MATERIAL PROVIDED
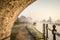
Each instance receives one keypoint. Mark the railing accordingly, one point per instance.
(53, 30)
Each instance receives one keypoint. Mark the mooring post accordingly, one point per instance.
(44, 31)
(47, 30)
(53, 32)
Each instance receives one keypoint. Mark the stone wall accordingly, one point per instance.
(9, 11)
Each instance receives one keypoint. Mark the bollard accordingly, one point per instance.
(54, 34)
(44, 31)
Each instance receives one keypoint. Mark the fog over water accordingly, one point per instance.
(43, 9)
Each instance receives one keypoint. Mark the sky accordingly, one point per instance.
(43, 9)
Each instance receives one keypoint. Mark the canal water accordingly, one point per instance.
(39, 27)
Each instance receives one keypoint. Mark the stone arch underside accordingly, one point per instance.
(9, 11)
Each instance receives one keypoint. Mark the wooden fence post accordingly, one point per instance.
(44, 31)
(53, 32)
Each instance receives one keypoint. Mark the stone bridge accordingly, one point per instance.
(9, 11)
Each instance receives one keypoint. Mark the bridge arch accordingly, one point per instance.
(9, 11)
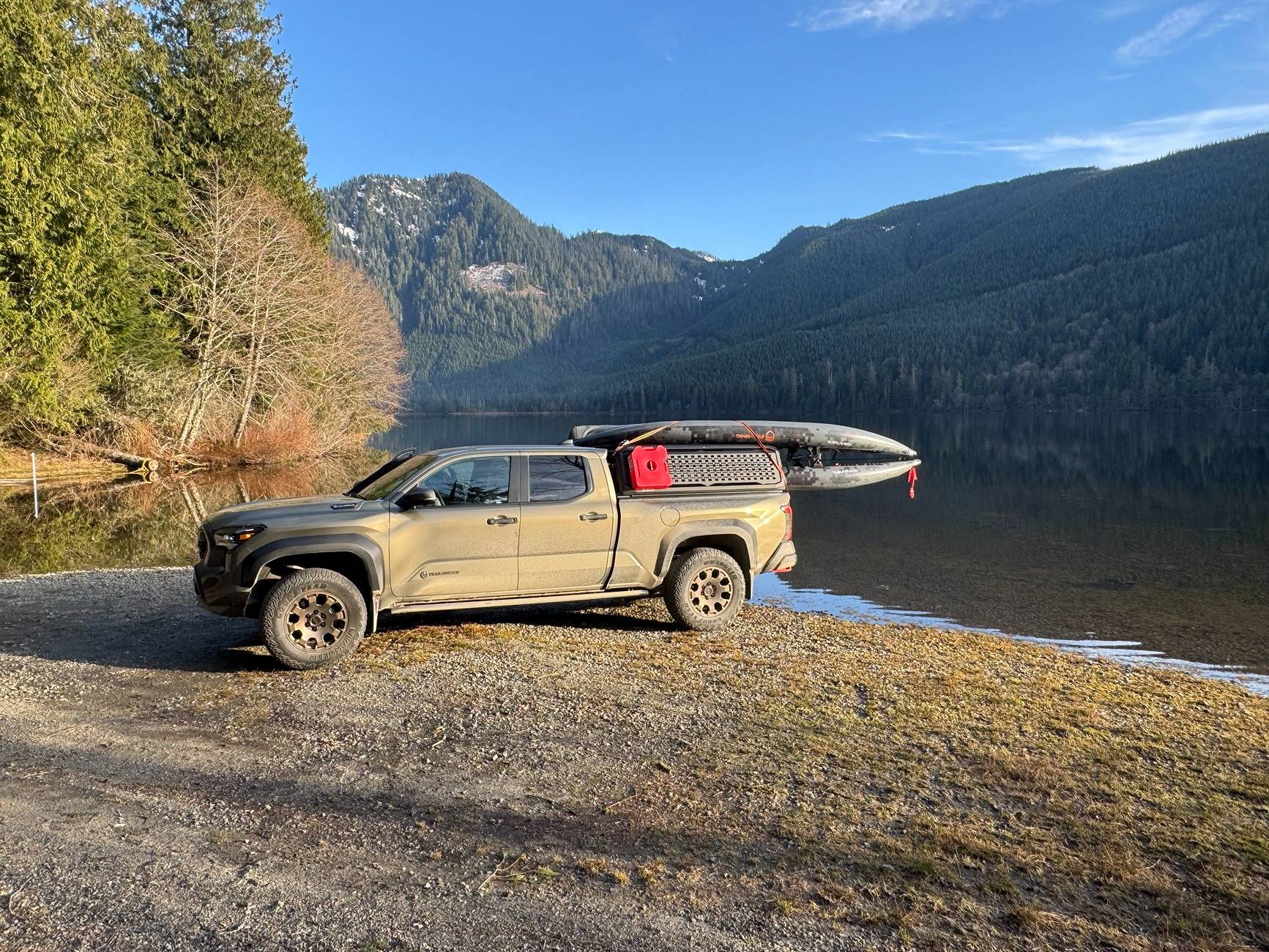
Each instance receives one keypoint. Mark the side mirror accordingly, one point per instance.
(419, 499)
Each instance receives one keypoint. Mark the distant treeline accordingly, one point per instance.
(164, 278)
(1144, 287)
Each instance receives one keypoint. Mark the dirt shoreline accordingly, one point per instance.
(598, 780)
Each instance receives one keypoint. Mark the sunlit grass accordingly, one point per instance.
(928, 782)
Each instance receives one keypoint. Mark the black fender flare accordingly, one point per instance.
(711, 528)
(365, 548)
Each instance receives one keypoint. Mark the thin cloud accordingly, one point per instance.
(885, 14)
(1164, 36)
(1137, 141)
(1126, 145)
(901, 136)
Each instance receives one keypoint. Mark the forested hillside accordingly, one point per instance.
(165, 283)
(1142, 287)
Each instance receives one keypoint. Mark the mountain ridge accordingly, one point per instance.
(1054, 290)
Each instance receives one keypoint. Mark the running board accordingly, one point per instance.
(518, 600)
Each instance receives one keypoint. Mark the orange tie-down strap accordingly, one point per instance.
(770, 451)
(641, 436)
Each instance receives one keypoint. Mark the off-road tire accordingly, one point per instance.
(313, 619)
(704, 590)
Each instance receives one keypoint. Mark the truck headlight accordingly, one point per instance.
(230, 538)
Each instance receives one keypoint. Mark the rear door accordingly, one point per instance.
(466, 547)
(567, 524)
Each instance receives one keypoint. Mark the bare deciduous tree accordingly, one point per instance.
(277, 325)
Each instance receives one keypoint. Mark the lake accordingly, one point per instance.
(1134, 536)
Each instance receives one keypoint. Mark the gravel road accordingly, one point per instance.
(164, 785)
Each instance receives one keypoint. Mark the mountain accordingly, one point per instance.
(1141, 287)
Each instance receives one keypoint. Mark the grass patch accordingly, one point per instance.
(923, 782)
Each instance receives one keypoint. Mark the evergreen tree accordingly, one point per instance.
(221, 93)
(74, 162)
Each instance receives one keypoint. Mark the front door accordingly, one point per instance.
(467, 546)
(567, 526)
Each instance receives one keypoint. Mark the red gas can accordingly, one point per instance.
(649, 467)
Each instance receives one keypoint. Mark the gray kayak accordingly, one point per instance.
(846, 475)
(811, 448)
(781, 436)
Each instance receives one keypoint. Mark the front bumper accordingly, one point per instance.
(217, 593)
(784, 559)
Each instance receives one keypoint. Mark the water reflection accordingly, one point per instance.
(773, 590)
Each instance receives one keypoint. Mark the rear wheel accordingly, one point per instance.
(313, 617)
(704, 590)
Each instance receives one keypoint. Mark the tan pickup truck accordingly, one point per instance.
(496, 526)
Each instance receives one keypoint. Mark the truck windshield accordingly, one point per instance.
(395, 477)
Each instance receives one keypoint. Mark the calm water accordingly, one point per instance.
(1135, 536)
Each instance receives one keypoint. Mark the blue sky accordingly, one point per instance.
(721, 126)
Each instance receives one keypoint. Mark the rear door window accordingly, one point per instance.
(557, 479)
(483, 480)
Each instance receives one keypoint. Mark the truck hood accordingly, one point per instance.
(266, 509)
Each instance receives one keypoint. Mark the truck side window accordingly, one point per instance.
(485, 480)
(556, 479)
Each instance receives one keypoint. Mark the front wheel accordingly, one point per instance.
(704, 590)
(313, 617)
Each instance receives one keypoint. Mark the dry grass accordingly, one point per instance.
(933, 784)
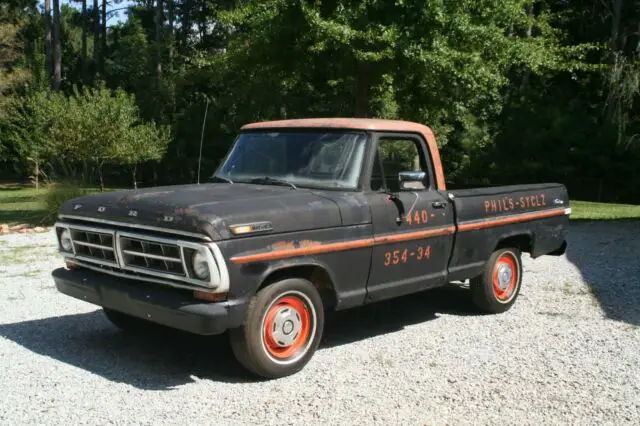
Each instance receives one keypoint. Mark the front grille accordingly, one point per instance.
(136, 255)
(155, 255)
(95, 245)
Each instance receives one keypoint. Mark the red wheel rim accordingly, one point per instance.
(505, 277)
(287, 327)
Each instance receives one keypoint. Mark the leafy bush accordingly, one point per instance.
(56, 195)
(92, 127)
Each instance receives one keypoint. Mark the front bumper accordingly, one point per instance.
(171, 307)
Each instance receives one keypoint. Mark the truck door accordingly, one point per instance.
(413, 223)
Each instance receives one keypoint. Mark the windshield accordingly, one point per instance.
(312, 159)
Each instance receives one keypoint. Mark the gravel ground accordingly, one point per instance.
(567, 353)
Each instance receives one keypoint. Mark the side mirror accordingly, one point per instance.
(411, 180)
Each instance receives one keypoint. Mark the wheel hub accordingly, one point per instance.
(287, 324)
(504, 276)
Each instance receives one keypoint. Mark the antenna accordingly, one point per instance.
(204, 121)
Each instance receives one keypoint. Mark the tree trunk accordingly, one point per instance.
(84, 41)
(57, 50)
(96, 36)
(528, 34)
(616, 10)
(103, 49)
(363, 83)
(101, 177)
(36, 172)
(171, 38)
(134, 172)
(47, 41)
(159, 21)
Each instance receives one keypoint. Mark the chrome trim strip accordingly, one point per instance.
(96, 246)
(136, 226)
(137, 277)
(180, 244)
(223, 284)
(219, 281)
(93, 260)
(152, 256)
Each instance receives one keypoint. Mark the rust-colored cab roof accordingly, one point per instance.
(363, 124)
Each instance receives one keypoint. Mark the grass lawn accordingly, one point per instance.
(23, 204)
(603, 211)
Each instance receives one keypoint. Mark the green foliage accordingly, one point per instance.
(515, 90)
(12, 71)
(94, 126)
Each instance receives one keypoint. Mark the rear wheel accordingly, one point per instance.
(498, 287)
(282, 329)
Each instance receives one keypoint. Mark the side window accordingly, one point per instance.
(394, 156)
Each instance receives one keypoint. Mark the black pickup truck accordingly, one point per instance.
(302, 217)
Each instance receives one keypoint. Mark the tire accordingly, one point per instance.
(497, 289)
(126, 322)
(282, 329)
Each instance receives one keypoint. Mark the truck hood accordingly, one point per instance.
(209, 209)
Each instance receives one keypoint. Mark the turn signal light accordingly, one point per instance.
(210, 297)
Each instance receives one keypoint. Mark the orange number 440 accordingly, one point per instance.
(418, 217)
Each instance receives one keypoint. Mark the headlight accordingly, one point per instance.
(65, 240)
(200, 266)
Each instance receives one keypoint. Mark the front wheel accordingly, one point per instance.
(282, 329)
(496, 290)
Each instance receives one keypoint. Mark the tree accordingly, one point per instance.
(57, 49)
(47, 40)
(96, 37)
(95, 126)
(85, 20)
(12, 73)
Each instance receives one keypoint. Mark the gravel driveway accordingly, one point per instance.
(568, 352)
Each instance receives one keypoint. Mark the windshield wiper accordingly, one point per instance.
(216, 178)
(266, 180)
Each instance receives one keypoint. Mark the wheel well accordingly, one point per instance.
(317, 275)
(522, 242)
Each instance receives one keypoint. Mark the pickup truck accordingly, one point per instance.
(302, 217)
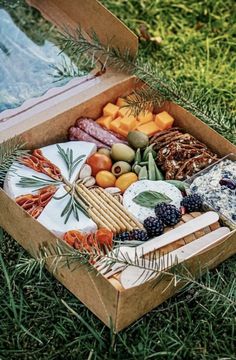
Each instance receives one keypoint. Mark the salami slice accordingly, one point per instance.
(98, 132)
(76, 133)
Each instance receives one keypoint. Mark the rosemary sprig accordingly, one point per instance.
(74, 204)
(36, 182)
(68, 157)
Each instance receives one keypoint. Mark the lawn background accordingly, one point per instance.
(198, 47)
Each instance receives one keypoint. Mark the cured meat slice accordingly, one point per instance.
(95, 130)
(76, 133)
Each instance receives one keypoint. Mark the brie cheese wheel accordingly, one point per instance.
(13, 176)
(51, 217)
(141, 212)
(78, 148)
(18, 170)
(51, 214)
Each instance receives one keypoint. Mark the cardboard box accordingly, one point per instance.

STATED PROBLEM
Rewrite the part of the rows that opens with the line containing "Each instance receives one keypoint. Mark the wooden" and closes with the line containing "(1054, 290)", replacing "thin cloud" with "wispy cloud" and keeping everything else the same. Give only those lines, and leave the pictures out.

TASK SOLUTION
Each instance receives one keypoint. Mark the wooden fence post accordingly, one point per instance.
(44, 31)
(53, 32)
Each instance receives one keypoint. Mark the stone bridge accordingly, one point per instance.
(9, 11)
Each instance receives one keypoint. Mark the bridge arch accordingly, one point per instance.
(9, 11)
Each instance receives one keypoint. Mark the side mirror accordingly, one point per instance.
(419, 499)
Each instance receives one keypoint. Mark the distant treeline accordingly, one point per instance.
(164, 278)
(1144, 287)
Each instance receives one keypoint. Mark the dirt shoreline accordingly, one point per instance.
(598, 780)
Each instance receives one keypoint. Mark the sunlit grass accordingly, one point per instance.
(928, 782)
Each instance receives one keypoint. Mark the black fender flare accordingly, one point per instance.
(711, 528)
(365, 548)
Each instance receives one keypoint. Mark the wispy cloud accordingly, one point per instance.
(885, 14)
(1164, 36)
(1137, 141)
(1126, 145)
(901, 136)
Each instance receives one keypoint. Mark the forested hillside accordingly, one point per instance.
(165, 283)
(1142, 287)
Each instance receives one keypoint. Mark the mountain ridge accordingly, one point per instance.
(1054, 290)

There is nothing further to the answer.